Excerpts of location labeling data
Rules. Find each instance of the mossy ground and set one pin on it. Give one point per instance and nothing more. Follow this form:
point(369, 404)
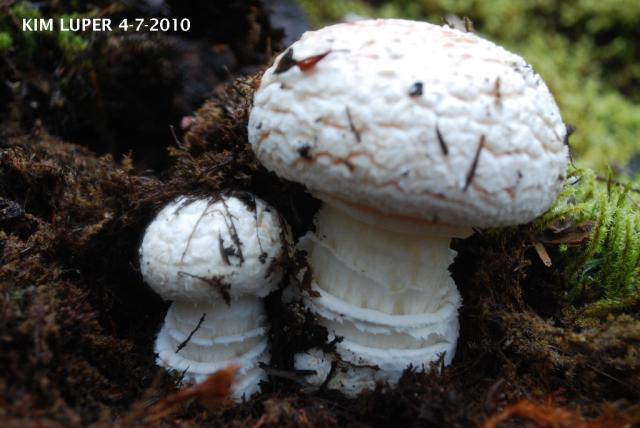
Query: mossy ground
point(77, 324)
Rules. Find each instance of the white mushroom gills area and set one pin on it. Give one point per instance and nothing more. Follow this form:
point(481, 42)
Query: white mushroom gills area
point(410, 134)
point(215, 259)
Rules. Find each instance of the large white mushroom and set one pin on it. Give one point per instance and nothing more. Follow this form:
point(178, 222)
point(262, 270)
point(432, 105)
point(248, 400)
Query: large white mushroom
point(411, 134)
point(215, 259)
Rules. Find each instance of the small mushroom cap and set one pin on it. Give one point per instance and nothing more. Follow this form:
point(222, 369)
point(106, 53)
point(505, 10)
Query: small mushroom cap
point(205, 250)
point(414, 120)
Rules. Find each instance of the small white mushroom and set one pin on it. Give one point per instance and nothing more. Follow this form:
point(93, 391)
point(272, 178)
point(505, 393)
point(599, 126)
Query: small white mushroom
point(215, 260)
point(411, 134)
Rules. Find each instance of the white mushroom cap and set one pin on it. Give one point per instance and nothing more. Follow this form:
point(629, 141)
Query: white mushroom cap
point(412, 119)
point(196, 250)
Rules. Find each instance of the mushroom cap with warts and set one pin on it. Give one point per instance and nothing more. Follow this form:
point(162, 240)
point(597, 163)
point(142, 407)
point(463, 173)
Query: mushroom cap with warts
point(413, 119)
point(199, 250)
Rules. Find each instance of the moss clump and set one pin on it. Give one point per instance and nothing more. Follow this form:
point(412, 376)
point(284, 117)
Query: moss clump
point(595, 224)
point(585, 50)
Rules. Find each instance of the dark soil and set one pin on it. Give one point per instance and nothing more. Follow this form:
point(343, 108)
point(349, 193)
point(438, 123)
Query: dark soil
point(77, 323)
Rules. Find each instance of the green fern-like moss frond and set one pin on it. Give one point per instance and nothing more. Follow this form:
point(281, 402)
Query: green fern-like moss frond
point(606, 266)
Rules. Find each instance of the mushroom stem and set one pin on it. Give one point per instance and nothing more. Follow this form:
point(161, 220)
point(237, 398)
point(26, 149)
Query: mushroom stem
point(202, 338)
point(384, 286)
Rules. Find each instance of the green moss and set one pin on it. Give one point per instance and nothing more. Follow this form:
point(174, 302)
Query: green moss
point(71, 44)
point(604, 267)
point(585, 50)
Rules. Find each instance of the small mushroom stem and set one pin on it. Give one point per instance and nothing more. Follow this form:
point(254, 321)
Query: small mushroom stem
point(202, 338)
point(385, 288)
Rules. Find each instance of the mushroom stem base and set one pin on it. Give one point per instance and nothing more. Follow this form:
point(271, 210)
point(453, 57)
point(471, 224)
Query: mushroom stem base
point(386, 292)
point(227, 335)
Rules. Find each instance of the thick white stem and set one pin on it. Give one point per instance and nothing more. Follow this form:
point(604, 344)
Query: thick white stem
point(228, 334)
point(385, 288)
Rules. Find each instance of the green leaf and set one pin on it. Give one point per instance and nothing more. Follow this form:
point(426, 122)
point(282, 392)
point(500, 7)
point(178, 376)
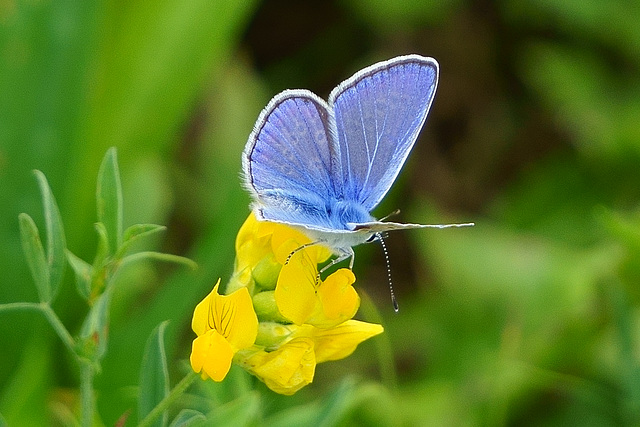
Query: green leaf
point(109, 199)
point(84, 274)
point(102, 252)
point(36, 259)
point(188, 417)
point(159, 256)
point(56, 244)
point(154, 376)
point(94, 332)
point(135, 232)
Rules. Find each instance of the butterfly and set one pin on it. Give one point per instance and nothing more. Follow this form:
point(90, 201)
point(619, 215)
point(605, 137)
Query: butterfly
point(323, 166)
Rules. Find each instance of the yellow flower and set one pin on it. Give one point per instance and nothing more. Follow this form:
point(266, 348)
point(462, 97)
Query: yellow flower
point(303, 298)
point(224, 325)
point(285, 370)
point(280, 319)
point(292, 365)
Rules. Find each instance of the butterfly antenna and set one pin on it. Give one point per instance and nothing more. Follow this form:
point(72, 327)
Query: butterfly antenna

→ **WRITTEN INSTRUCTION**: Please rewrite only the stretch of the material from the line that contains "Rules. Find each instance of the small white" through the line that contains "point(196, 250)", keeping each request and its sample points unchanged. Raise both coordinates of every answer point by 75.

→ **RESULT OF THE TASK**:
Rules. Find each instance of the small white mushroom and set one pin on it. Give one point per instance and nothing more. Follow this form:
point(93, 391)
point(272, 178)
point(505, 393)
point(599, 126)
Query: small white mushroom
point(290, 335)
point(486, 209)
Rules. Find each instance of the white mushroom cap and set one pin on it. Give one point per instance and nothing more. Follow this form:
point(629, 141)
Query: white mushroom cap
point(487, 194)
point(271, 325)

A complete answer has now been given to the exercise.